Dataset items:

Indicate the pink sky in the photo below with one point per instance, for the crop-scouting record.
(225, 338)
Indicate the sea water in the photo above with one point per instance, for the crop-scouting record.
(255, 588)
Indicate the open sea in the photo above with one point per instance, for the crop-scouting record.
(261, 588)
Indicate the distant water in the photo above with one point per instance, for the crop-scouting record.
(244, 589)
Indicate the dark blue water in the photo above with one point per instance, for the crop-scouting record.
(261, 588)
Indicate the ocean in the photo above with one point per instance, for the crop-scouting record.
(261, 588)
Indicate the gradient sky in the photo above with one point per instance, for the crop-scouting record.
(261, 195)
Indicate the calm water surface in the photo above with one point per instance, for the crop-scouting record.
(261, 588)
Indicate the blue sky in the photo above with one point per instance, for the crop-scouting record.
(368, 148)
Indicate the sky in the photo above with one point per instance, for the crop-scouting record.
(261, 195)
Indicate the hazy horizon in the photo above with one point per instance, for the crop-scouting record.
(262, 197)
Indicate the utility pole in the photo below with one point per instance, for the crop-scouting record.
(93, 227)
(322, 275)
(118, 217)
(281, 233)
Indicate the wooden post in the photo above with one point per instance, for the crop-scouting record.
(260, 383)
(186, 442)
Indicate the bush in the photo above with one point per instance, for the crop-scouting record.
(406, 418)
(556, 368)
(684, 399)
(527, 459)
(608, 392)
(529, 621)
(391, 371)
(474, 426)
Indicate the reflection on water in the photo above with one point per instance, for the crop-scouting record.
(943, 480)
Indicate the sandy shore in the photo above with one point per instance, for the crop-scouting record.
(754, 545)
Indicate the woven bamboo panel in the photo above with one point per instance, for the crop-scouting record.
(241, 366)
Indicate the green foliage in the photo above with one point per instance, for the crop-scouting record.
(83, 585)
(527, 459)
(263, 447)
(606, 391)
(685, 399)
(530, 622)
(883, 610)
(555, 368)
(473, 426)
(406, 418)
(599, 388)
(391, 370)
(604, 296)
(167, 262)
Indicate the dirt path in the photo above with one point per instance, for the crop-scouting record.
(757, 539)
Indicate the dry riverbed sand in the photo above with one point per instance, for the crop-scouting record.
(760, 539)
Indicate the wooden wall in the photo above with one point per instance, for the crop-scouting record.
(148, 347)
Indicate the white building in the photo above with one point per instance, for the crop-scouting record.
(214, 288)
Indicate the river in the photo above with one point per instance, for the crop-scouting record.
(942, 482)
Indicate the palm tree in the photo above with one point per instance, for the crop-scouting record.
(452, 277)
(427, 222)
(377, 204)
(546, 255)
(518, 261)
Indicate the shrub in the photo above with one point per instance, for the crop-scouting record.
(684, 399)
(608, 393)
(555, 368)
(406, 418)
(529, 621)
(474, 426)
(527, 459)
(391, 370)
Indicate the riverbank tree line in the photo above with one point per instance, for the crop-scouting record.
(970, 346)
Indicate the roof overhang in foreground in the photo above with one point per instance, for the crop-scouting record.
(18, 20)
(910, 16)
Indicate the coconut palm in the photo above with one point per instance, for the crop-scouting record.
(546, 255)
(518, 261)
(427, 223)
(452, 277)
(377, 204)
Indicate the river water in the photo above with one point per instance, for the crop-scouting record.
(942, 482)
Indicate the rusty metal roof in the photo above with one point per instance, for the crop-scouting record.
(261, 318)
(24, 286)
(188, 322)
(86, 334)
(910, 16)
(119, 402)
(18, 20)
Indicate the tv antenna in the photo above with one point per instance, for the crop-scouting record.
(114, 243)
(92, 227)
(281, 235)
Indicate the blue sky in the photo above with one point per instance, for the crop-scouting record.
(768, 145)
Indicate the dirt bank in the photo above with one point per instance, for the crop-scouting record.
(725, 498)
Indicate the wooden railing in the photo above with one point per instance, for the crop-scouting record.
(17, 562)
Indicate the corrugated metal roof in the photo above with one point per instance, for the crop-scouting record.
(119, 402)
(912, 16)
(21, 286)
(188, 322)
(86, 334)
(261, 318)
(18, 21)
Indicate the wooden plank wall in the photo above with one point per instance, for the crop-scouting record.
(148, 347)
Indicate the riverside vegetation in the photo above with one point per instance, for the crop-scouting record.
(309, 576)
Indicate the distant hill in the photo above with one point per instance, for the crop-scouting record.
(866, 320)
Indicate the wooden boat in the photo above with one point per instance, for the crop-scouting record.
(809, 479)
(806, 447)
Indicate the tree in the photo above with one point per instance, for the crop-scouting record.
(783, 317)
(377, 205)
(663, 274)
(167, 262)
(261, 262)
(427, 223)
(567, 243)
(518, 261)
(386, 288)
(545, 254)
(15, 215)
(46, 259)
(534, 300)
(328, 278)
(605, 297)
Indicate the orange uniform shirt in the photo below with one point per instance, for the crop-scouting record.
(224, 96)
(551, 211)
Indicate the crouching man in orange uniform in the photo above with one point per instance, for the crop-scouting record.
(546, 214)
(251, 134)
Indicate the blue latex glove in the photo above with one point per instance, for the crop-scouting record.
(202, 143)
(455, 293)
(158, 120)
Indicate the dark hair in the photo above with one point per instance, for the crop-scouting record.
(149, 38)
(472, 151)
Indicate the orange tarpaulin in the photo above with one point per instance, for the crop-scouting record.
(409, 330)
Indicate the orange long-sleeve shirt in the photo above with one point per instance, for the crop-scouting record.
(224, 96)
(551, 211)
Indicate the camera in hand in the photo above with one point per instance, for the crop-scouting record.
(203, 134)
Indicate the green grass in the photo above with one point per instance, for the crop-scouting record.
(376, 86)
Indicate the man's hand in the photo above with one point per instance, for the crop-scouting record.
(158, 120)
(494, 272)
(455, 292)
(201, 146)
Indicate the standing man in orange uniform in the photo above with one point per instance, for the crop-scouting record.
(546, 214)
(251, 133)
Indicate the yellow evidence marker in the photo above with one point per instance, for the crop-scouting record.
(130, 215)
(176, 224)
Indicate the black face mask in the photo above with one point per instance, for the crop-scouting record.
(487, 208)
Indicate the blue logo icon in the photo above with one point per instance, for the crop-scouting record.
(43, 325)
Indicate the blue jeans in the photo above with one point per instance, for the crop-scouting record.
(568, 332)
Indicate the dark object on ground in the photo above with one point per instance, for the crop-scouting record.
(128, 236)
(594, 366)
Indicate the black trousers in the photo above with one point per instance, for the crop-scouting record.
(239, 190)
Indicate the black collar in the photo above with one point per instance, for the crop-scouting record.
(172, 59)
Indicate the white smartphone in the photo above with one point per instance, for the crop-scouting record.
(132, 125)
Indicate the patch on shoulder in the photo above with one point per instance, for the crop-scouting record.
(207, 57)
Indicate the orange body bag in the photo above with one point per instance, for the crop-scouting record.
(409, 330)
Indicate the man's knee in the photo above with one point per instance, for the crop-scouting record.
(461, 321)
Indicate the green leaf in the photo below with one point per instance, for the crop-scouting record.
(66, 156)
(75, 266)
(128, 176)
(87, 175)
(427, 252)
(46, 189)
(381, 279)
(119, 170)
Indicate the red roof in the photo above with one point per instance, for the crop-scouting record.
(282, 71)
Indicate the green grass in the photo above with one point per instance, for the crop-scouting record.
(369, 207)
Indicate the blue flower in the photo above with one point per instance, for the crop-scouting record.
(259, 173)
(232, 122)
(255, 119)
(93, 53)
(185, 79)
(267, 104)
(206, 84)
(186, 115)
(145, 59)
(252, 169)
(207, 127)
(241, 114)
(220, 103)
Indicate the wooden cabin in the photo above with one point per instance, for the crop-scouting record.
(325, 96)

### DIRECTIONS
All of the data above should be output exactly.

### ANSWER FOR THE TASK
Indicate the pink sky in the photo below with one point per instance, for the crop-scouting record.
(225, 338)
Indicate the sea water in the photo above with one point per instance, for the crop-scouting record.
(255, 588)
Indicate the open sea in the photo above with one point per instance, for the crop-scouting record.
(261, 588)
Indicate the distant water in the photo above with one point per instance, for the crop-scouting record.
(244, 589)
Indicate the dark blue water in the photo above with one point per instance, for the crop-scouting record.
(261, 588)
Indicate the ocean in the photo above with one point per instance, for the crop-scouting record.
(261, 588)
Indicate the gradient sky in the photo above with one point per instance, for the crop-scouting record.
(261, 195)
Indicate the calm water surface in the photo above with one point per instance, for the crop-scouting record.
(261, 588)
Indicate the blue sky in the photo above with one point per instance, for the crop-scouting record.
(368, 148)
Indicate the sky in the photo above with one point per instance, for the crop-scouting record.
(261, 195)
Indicate the hazy horizon in the photo above with one point per instance, for the crop-scouting record.
(262, 197)
Indicate the utility pole in the photo below with one point per instance, for the crop-scouting record.
(93, 227)
(322, 275)
(118, 217)
(281, 233)
Indicate the wooden post in the photo above with one point per instance, for the crop-scouting record.
(260, 383)
(186, 442)
Indicate the bush in the photo above with one point per instance, for the crop-scouting record.
(406, 418)
(556, 368)
(684, 399)
(527, 459)
(608, 392)
(529, 621)
(391, 371)
(474, 426)
Indicate the reflection on water in the photo above with one point per instance, for the crop-scouting record.
(943, 480)
Indicate the sandy shore in the photo above with one point per instance, for the crop-scouting record.
(754, 545)
Indicate the woven bamboo panel in the photo above with one point per instance, for the crop-scouting record.
(241, 366)
Indicate the green foliage in the photo above with one point per instance, for the crop-scouting record.
(83, 585)
(527, 459)
(263, 447)
(606, 391)
(685, 399)
(530, 622)
(883, 610)
(555, 368)
(473, 426)
(406, 418)
(599, 388)
(391, 370)
(604, 296)
(167, 262)
Indicate the dirt path in the photo above with one point per instance, for the crop-scouting record.
(757, 539)
Indicate the dry riverbed sand in the photo above with one point per instance, for the crop-scouting record.
(760, 539)
Indicate the wooden wall in the photo above with one point per instance, for the crop-scouting record.
(148, 347)
Indicate the white building in the photo above with one point per instance, for the crop-scouting record.
(214, 288)
Indicate the river in the photo above with one point per instance, for the crop-scouting record.
(942, 482)
Indicate the palm tree in the photo above with one point per instance, for the crop-scouting record.
(452, 277)
(427, 222)
(377, 204)
(546, 255)
(518, 261)
Indicate the shrub in the photo above with one point per instance, for the crop-scouting record.
(684, 399)
(608, 393)
(555, 368)
(406, 418)
(529, 621)
(474, 426)
(527, 459)
(391, 370)
Indicate the riverbank tree line in the photo above with one point per instance, for the crop-scouting record.
(970, 346)
Indicate the roof overhang in foreground in the photo above with one point per instance, for the crop-scouting record.
(18, 20)
(910, 16)
Indicate the coconut palm in the photo above with one point per instance, for the crop-scouting record.
(546, 255)
(518, 261)
(427, 223)
(452, 277)
(377, 204)
Indicate the river water in the photo above with one point per instance, for the crop-scouting record.
(942, 482)
Indicate the rusty metal roof in the photo above with one point per instance, for the crop-scouting record.
(261, 318)
(24, 286)
(188, 322)
(86, 334)
(910, 16)
(119, 402)
(18, 20)
Indicate the tv antenna in the photo above with one point per instance, for the crop-scouting record.
(114, 243)
(92, 227)
(281, 235)
Indicate the blue sky in the photo above with one point per instance, for the crop-scouting record.
(768, 145)
Indicate the dirt bank in the photo above with one point per instance, for the crop-scouting record.
(725, 498)
Indicate the wooden railing in the photo above with one point per instance, for the crop-scouting record.
(17, 562)
Indicate the corrugated metal roof in the photo above with one point per instance, for the crop-scouting record.
(119, 402)
(912, 16)
(21, 286)
(188, 322)
(86, 334)
(261, 318)
(18, 21)
Indicate the wooden plank wall in the photo above with one point per instance, for the crop-scouting record.
(148, 347)
Indicate the riverside vegetation in the photo above with one point per instance, for the crop-scouting record.
(309, 576)
Indicate the distant hill in the photo above with one point per instance, for the crop-scouting record.
(866, 320)
Indicate the wooden boat in the photo above with one point per instance, for the crop-scouting record.
(809, 479)
(806, 447)
Indicate the tree in the photo above with one point per instance, for the crop-scouting record.
(783, 317)
(377, 205)
(663, 274)
(167, 262)
(261, 262)
(427, 223)
(567, 243)
(518, 261)
(386, 288)
(545, 254)
(15, 215)
(46, 259)
(534, 300)
(328, 278)
(605, 297)
Indicate the orange uniform shirt in the photo below with one point per instance, for the crop-scouting record.
(224, 96)
(551, 211)
Indicate the crouching man in orange uniform in the photo above with one point per instance, for the crop-scouting record.
(546, 214)
(251, 134)
Indicate the blue latex glove in the photo above with one point per instance, for the crop-scouting record.
(202, 143)
(455, 293)
(158, 120)
Indicate the dark hair in the photo above with one point per instance, for the crop-scouting record.
(149, 38)
(472, 151)
Indicate the orange tarpaulin in the photo above with one point per instance, for the crop-scouting record.
(409, 330)
Indicate the orange long-sleeve shirt in the photo above with one point per instance, for the crop-scouting record.
(224, 96)
(551, 211)
Indicate the camera in hand in the photo above with one point per instance, for the crop-scouting record.
(203, 134)
Indicate the green grass in the photo above with one point per instance, for the crop-scouting record.
(376, 86)
Indicate the man's hand in the photo above with one point per instance, for the crop-scouting record.
(158, 120)
(494, 272)
(455, 292)
(201, 146)
Indicate the standing man in orange uniform in the photo above with one point per instance, for the crop-scouting record.
(546, 214)
(251, 133)
Indicate the yellow evidence marker in the photo above with one point per instance, for the crop-scouting record.
(130, 215)
(176, 224)
Indicate the black face mask in the photo above with one point per instance, for the crop-scouting record.
(487, 208)
Indicate the blue logo icon in the photo above with one point per instance, for the crop-scouting record.
(43, 325)
Indicate the blue jeans in the photo above with one point per instance, for the crop-scouting record.
(568, 332)
Indicate the dark object on ground in the photo above with one point per instance, for the crop-scouting record.
(128, 236)
(594, 366)
Indicate the black trousers in the photo above with one point per instance, for the crop-scouting record.
(239, 190)
Indicate the black collar in the photo above with one point per instance, for the crop-scouting record.
(172, 59)
Indicate the white smartphone in the photo above with one point per instance, for the crop-scouting record.
(132, 125)
Indicate the patch on shoulder in the photo above with one point per instance, for the crop-scouting record.
(207, 57)
Indicate the orange body bag in the photo above with one point per instance, for the crop-scouting record.
(409, 330)
Indicate the man's knee in the photo above with one point per instance, for the crop-scouting record.
(461, 321)
Indicate the green leaf in the photo below with one point per instance, for the crop-scouting record.
(66, 156)
(75, 266)
(128, 176)
(87, 175)
(427, 252)
(46, 189)
(381, 279)
(119, 170)
Indicate the red roof in the photo above with one point per instance, for the crop-scouting record.
(282, 71)
Indicate the green grass in the photo above with one point per instance, for the crop-scouting record.
(369, 207)
Indicate the blue flower in the photo above with one point per instance, for the crop-scouting record.
(259, 173)
(232, 122)
(255, 119)
(93, 53)
(185, 79)
(267, 104)
(206, 84)
(186, 115)
(145, 59)
(252, 169)
(207, 127)
(241, 114)
(220, 103)
Indicate the wooden cabin in the photo above with one point per instance, for the crop-scouting record.
(325, 96)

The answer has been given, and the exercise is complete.